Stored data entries
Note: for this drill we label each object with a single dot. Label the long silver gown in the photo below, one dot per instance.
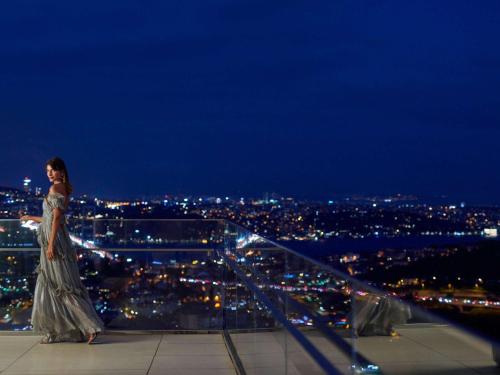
(62, 308)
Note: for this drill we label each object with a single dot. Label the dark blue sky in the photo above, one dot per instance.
(308, 99)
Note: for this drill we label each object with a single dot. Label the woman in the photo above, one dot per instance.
(62, 309)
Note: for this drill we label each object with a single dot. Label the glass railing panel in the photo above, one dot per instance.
(382, 332)
(147, 290)
(258, 338)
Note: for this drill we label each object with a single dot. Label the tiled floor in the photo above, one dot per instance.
(439, 350)
(117, 354)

Problem description →
Copy all of the records above word for word, but leave the pictures out.

Written answer →
Note: for this drill we label each object with a single dot. Label the long silver gown in the photo below, one dot per instance.
(62, 308)
Note: for this drill we label each object with a single dot. Label the dark blue sky in the photo above, one dot per instance.
(308, 99)
Note: for this drill we label each object with a single dot. Label the woman in the photo above, one dot per instance.
(62, 309)
Note: for this drill we label each object with a single dot. Label the glass railing panel in the photo above, one dot per instance.
(382, 332)
(147, 290)
(258, 338)
Note: for this drill we label each object with a single dot. Label the tiled floor in the photo above, one dot per instance.
(439, 350)
(117, 354)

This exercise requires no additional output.